Saved data entries:

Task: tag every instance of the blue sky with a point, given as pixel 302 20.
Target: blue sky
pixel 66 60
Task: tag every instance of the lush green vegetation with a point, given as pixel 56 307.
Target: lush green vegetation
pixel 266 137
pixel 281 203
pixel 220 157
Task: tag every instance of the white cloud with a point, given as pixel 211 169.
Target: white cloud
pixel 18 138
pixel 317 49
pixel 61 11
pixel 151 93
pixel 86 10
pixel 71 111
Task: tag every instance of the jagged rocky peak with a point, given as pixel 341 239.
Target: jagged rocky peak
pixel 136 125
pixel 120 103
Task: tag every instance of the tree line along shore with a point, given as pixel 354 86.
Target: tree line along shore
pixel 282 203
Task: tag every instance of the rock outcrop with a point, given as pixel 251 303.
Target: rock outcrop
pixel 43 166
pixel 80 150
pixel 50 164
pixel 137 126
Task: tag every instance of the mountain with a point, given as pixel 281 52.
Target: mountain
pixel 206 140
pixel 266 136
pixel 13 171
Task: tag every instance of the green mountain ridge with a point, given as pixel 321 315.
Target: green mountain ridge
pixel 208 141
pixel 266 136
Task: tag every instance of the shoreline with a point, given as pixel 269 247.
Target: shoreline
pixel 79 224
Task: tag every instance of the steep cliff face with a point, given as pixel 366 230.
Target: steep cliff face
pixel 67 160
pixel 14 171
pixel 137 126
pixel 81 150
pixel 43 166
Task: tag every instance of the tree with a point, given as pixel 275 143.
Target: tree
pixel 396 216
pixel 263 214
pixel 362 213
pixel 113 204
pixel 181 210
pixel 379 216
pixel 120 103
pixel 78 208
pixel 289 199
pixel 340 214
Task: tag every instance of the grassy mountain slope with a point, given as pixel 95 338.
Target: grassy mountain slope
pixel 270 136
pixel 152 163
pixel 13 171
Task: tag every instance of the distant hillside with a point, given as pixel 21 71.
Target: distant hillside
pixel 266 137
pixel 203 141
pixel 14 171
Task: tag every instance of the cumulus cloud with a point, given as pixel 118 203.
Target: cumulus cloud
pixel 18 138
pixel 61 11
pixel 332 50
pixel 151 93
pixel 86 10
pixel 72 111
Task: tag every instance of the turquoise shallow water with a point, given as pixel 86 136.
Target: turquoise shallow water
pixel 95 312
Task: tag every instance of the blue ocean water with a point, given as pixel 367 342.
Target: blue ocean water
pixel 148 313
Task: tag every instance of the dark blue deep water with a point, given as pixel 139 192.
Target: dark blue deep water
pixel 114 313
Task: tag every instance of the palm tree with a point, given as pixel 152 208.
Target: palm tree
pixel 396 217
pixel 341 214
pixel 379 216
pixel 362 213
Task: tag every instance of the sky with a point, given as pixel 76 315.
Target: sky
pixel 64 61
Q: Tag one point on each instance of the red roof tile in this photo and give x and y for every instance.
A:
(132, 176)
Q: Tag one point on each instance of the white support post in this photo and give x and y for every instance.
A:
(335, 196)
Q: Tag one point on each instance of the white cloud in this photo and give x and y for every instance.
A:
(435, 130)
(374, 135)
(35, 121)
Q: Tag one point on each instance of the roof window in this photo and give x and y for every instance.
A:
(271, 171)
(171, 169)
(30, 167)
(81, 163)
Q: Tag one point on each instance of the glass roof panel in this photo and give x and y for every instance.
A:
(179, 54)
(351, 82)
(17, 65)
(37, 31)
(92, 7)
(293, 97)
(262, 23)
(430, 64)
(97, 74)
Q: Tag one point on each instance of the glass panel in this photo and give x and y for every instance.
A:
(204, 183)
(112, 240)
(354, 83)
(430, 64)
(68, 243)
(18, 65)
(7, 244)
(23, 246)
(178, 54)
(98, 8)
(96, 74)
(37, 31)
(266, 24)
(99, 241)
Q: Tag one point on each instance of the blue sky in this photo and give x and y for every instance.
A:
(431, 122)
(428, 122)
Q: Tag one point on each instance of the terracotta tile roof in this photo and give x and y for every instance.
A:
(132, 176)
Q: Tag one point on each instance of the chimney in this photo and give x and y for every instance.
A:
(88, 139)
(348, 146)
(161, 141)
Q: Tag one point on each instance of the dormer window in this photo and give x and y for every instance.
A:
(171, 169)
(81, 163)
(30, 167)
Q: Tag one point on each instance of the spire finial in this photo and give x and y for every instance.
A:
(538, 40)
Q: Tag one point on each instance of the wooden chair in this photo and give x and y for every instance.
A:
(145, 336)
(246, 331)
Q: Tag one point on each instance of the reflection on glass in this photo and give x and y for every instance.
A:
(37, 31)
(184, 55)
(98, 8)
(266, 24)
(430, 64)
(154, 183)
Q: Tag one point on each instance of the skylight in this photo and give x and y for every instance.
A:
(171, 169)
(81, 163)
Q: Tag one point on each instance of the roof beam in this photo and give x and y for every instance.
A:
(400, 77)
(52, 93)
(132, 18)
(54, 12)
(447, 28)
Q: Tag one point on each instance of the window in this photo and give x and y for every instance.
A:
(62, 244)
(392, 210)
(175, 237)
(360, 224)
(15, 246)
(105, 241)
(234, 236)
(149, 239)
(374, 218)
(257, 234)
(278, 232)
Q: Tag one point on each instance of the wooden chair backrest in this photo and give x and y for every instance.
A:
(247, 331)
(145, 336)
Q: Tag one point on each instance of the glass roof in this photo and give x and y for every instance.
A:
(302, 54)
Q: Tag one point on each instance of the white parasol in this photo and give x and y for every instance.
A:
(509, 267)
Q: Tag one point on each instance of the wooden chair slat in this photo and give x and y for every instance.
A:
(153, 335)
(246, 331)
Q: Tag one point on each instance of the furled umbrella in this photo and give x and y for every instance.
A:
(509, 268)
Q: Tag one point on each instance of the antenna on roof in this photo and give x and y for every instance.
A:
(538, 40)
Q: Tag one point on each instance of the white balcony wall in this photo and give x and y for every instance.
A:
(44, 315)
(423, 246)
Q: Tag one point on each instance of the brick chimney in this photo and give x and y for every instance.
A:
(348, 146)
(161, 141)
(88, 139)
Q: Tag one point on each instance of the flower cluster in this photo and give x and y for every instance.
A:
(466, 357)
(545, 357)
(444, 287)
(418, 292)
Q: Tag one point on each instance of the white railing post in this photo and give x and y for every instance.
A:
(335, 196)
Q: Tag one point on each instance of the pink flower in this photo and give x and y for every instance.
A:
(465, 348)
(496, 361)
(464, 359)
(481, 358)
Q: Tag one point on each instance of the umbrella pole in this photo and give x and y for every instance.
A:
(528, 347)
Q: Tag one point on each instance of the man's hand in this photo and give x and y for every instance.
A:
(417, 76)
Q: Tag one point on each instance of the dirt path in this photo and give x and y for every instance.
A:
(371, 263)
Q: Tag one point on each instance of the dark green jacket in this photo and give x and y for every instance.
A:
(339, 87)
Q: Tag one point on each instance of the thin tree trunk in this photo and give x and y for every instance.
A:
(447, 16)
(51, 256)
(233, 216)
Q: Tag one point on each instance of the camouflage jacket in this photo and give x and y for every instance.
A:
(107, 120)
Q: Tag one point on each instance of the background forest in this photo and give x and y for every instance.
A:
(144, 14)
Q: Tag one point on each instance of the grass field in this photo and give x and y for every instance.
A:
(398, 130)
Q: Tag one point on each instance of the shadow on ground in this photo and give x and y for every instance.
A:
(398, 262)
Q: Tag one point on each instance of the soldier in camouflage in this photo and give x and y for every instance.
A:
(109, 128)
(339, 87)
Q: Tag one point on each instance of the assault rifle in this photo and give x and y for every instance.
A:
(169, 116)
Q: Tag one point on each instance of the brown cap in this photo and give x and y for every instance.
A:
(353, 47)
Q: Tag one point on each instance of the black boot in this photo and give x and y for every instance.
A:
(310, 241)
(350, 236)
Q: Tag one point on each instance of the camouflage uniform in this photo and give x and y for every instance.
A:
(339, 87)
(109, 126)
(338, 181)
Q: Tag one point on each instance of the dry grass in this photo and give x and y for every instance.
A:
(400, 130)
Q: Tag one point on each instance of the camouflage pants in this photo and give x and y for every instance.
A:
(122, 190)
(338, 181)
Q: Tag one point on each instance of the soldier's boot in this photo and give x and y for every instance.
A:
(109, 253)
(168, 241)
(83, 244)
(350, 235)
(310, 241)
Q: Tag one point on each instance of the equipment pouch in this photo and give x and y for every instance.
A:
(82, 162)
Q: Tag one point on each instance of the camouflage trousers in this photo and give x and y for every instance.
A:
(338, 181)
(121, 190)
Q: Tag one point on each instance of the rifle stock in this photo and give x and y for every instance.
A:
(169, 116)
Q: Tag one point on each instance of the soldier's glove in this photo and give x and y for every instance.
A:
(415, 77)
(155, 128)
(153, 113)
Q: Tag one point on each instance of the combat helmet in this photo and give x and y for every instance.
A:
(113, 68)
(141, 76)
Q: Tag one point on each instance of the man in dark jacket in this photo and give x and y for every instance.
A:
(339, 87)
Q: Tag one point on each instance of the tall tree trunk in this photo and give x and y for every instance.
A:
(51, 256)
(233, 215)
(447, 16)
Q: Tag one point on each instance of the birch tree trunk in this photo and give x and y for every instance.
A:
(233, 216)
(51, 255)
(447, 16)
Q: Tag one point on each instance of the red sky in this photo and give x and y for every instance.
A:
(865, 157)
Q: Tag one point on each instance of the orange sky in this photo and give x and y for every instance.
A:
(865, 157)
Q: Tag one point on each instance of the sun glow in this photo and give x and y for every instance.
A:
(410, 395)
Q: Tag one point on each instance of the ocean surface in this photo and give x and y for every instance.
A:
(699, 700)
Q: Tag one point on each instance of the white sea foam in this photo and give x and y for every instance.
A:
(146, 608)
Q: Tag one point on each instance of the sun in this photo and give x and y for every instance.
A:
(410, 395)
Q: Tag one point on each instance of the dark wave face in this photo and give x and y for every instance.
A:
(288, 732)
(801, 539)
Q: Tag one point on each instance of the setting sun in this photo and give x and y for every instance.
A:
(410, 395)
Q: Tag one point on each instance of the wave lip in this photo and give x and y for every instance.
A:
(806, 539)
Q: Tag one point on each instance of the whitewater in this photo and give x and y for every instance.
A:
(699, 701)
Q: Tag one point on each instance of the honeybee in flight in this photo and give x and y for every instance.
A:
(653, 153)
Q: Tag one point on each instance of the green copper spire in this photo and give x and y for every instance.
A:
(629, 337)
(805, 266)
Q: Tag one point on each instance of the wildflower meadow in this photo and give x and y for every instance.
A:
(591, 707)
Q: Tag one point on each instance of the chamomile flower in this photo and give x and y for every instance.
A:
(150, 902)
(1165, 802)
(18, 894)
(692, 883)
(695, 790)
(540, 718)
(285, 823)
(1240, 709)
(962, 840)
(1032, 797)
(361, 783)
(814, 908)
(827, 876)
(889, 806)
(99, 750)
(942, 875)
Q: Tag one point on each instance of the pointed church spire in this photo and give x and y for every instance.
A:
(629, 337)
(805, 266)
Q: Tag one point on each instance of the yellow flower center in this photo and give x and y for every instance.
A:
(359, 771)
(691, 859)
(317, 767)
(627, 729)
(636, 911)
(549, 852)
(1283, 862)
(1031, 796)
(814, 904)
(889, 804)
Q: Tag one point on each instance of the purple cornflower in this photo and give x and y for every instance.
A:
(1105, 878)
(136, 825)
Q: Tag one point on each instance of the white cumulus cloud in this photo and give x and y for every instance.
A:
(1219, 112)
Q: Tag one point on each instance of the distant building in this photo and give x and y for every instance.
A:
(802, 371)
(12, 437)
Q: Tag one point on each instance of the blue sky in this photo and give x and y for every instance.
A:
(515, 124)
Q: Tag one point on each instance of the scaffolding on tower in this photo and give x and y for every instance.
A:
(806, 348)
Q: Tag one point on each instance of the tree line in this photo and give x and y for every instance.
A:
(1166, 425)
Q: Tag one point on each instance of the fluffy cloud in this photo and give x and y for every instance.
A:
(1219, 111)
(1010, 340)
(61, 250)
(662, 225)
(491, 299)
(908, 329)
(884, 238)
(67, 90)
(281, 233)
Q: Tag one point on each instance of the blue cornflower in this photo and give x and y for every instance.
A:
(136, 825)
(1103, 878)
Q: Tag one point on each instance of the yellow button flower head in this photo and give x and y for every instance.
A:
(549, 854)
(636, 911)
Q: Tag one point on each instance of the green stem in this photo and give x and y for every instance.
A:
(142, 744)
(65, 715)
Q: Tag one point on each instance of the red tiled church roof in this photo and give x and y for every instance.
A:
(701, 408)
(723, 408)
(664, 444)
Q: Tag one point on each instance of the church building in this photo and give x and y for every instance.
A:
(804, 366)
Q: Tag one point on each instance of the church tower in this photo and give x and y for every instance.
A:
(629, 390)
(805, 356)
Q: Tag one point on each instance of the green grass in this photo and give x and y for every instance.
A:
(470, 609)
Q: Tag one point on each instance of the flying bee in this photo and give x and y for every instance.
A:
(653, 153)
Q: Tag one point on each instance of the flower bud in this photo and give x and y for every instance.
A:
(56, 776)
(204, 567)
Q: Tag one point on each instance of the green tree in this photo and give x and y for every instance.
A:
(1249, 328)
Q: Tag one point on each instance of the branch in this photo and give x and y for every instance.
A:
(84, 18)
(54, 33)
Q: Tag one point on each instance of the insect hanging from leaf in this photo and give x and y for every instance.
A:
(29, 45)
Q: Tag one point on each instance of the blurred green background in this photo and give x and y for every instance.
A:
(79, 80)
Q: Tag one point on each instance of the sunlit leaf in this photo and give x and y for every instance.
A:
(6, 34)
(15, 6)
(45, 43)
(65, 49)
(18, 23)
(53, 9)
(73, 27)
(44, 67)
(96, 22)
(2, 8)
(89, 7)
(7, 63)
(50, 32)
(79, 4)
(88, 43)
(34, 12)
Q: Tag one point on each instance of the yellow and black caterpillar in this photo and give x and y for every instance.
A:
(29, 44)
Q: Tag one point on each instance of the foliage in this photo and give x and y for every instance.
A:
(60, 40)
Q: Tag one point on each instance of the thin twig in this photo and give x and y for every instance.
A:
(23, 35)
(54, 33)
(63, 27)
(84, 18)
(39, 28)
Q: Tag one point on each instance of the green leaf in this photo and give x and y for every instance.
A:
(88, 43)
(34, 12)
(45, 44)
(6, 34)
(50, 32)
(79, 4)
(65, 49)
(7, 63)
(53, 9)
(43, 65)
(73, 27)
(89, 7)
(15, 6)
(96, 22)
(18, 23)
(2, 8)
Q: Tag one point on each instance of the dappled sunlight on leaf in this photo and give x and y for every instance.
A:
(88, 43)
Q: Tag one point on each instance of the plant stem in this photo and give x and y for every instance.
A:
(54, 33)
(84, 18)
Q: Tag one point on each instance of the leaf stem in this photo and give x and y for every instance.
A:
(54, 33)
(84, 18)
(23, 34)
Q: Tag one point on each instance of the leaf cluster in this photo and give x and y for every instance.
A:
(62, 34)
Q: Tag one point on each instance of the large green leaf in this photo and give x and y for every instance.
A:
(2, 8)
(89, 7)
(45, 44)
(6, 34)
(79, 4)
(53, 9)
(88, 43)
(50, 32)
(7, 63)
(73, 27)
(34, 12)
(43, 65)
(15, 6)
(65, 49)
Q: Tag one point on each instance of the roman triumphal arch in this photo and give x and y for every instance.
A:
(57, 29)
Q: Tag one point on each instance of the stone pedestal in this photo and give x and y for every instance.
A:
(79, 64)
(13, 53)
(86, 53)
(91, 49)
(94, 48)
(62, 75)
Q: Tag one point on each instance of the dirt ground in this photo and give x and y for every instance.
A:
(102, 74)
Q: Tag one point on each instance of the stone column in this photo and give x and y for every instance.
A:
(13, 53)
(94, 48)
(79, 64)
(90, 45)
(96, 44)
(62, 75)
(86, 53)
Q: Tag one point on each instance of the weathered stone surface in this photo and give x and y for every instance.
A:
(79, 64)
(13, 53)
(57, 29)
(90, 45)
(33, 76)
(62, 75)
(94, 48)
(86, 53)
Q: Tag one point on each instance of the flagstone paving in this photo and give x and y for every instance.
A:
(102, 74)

# Requirement
Can you copy out, word for word, every line from the one containing "Q: Tag one point on each instance of the foliage" through the last line of the items above, both ends included?

# Written solution
Q: Tag one point on each instance of the foliage in this photo and give x and y for every instance.
A:
(60, 40)
Q: Tag one point on each instance of the thin twig in this photo and give x and y for every instance.
A:
(23, 35)
(54, 33)
(63, 27)
(84, 18)
(39, 28)
Q: Tag one point on each instance of the green leaf in this photo and give x and y for every instance.
A:
(88, 43)
(34, 12)
(45, 44)
(6, 34)
(50, 32)
(79, 4)
(65, 49)
(7, 63)
(53, 9)
(43, 65)
(73, 27)
(89, 7)
(15, 6)
(96, 22)
(18, 23)
(2, 8)
Q: Tag one point on each instance of the dappled sunlight on leaf in this photo and give x and y for every instance.
A:
(88, 43)
Q: Tag one point on each instance of the plant stem in this photo and give x and y for every instance.
A:
(54, 33)
(84, 18)
Q: Tag one point on each instance of the leaf stem in this photo and give x and y for every instance.
A:
(54, 33)
(84, 18)
(23, 34)
Q: Tag one point on each instance of the leaf cluster in this photo and give x and y for every instance.
A:
(62, 34)
Q: Tag one point on each instance of the large green leaf in this photo and give x and y for every instance.
A:
(2, 8)
(89, 7)
(45, 44)
(6, 34)
(79, 4)
(53, 9)
(88, 43)
(50, 32)
(7, 63)
(73, 27)
(34, 12)
(43, 65)
(15, 6)
(65, 49)
Q: Tag one point on each instance of the roman triumphal arch in this photo and give x and y for every instance.
A:
(57, 29)
Q: Tag one point on each instance of the stone pedestal in this photo and give x and y for every instance.
A:
(79, 64)
(13, 53)
(86, 53)
(91, 49)
(94, 48)
(62, 75)
Q: Tag one point on each instance of the dirt ground in this photo and give x and y for every instance.
A:
(102, 74)
Q: Tag one point on each instance of the stone column in this photo and give x and y for every instance.
A:
(13, 53)
(94, 48)
(79, 64)
(90, 45)
(96, 44)
(62, 75)
(86, 53)
Q: Tag one point on each instance of the weathered stone surface in this photo and give x and y for every instance.
A:
(79, 64)
(13, 53)
(57, 29)
(90, 45)
(33, 76)
(62, 75)
(94, 48)
(86, 53)
Q: Tag one point on each instance of the flagstone paving in this photo and give x and y for every instance.
A:
(102, 74)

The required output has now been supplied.